# YOUR INSTRUCTIONS:
From the listing below, pull out every line that contains the word "lying", matching case exactly, and copy each one.

Excerpts from a pointing dataset:
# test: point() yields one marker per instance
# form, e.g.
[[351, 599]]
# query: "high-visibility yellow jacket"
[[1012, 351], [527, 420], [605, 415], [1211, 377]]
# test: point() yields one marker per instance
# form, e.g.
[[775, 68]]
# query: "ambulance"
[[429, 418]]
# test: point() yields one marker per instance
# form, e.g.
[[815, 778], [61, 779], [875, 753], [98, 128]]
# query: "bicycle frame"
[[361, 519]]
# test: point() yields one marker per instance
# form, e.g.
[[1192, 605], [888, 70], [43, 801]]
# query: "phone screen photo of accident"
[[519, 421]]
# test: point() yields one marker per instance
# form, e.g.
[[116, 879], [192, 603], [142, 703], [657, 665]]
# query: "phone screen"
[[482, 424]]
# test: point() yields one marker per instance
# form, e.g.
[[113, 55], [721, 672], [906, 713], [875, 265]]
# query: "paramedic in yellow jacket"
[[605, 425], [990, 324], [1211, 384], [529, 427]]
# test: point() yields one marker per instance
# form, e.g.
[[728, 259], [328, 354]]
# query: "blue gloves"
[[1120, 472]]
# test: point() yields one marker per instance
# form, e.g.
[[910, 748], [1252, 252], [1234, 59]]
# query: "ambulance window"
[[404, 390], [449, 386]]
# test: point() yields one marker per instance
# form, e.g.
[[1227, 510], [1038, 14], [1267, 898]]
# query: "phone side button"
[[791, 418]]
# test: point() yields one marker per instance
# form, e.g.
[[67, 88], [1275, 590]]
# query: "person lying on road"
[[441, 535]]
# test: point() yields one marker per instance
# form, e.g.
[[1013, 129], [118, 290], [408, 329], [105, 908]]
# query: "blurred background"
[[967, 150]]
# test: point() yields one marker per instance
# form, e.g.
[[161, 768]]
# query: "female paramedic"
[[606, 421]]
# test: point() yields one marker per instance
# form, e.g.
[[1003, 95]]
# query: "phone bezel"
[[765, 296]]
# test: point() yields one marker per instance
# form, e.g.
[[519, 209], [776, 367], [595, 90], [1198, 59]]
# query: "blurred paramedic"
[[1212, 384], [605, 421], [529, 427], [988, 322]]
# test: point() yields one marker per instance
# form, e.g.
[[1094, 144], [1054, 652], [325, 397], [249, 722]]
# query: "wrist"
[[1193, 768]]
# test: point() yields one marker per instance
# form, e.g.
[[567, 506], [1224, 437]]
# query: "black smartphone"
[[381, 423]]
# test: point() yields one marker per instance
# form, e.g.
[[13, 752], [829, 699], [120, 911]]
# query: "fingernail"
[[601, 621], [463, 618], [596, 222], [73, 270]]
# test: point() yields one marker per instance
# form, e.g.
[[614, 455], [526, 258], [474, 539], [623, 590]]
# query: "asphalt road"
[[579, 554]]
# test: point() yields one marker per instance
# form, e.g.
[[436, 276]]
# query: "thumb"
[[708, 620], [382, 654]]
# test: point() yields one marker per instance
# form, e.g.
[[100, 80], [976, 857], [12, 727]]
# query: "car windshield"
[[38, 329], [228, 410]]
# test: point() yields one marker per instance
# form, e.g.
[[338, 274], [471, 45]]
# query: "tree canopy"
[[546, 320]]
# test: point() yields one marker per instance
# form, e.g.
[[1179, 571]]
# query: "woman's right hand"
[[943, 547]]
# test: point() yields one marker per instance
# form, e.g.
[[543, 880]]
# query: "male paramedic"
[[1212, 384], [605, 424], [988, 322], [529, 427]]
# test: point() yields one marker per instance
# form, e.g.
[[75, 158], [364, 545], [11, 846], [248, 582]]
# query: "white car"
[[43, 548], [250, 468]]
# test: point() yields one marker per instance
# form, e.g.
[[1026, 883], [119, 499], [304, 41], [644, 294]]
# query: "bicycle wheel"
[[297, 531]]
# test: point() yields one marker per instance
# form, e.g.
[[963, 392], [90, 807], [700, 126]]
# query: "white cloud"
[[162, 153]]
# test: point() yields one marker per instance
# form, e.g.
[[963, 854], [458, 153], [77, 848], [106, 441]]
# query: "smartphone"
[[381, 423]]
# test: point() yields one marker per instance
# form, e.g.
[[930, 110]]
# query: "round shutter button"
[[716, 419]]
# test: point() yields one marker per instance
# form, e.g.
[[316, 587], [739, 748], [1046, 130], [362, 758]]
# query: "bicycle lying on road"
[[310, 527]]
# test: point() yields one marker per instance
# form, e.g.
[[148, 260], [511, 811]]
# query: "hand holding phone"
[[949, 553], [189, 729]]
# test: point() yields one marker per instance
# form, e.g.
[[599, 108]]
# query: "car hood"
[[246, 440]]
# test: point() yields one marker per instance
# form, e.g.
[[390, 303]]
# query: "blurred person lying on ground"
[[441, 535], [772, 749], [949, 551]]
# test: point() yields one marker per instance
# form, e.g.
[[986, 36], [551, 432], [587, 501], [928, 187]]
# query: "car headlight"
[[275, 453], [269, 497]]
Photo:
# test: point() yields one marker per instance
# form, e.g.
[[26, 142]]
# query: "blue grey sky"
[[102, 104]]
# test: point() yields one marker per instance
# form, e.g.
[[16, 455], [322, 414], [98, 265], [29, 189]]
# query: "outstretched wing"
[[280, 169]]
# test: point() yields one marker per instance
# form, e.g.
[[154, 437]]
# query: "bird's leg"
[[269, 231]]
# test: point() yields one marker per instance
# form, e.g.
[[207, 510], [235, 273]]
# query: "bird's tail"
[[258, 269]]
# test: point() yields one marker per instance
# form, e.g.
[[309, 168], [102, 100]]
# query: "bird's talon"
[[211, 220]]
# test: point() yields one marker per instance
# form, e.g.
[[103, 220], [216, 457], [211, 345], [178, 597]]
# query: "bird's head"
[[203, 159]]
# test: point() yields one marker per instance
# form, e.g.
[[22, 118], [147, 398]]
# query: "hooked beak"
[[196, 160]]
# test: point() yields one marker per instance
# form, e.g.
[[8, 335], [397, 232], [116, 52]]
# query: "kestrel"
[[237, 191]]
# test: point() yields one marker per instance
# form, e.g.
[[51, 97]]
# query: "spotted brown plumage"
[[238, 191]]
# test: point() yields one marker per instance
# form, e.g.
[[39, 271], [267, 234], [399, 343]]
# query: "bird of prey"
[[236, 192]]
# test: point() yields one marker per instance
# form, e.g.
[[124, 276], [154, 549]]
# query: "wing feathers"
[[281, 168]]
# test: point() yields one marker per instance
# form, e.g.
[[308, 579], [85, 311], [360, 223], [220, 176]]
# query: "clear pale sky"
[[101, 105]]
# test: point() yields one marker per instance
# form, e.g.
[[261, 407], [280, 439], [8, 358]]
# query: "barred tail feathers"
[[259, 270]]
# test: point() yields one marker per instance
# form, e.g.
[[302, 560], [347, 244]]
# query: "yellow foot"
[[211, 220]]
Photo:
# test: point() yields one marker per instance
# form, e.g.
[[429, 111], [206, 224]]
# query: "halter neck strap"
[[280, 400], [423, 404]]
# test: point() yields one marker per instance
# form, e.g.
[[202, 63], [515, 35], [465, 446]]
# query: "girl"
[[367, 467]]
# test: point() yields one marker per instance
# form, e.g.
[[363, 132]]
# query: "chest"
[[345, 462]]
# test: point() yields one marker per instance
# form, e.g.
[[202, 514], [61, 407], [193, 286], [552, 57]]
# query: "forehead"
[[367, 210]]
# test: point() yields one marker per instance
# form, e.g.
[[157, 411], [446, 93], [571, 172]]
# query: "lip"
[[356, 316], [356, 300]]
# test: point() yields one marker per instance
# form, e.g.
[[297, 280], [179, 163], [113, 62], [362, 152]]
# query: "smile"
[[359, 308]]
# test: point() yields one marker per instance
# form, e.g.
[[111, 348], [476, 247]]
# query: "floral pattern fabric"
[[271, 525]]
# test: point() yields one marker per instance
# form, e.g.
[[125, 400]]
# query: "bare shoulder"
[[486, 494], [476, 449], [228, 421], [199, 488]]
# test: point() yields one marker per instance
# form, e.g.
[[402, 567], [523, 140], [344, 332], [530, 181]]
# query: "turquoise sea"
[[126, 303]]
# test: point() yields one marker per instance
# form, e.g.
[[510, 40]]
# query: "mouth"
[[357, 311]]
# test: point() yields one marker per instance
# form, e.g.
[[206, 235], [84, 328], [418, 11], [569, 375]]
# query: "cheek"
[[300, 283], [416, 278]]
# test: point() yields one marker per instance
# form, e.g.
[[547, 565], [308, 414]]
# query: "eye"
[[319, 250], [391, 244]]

...

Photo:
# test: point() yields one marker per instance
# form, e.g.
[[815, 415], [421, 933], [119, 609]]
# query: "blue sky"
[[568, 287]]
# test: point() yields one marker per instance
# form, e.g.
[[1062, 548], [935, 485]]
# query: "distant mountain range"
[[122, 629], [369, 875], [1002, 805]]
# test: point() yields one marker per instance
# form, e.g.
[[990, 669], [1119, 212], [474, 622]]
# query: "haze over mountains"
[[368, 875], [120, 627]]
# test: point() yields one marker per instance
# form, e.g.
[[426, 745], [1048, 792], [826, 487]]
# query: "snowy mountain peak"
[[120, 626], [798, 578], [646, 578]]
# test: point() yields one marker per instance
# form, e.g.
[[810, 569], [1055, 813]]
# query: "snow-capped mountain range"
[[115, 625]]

# REPLY:
# query: "person lying on road"
# query: "bicycle lying on road"
# query: "blurred person lying on ground"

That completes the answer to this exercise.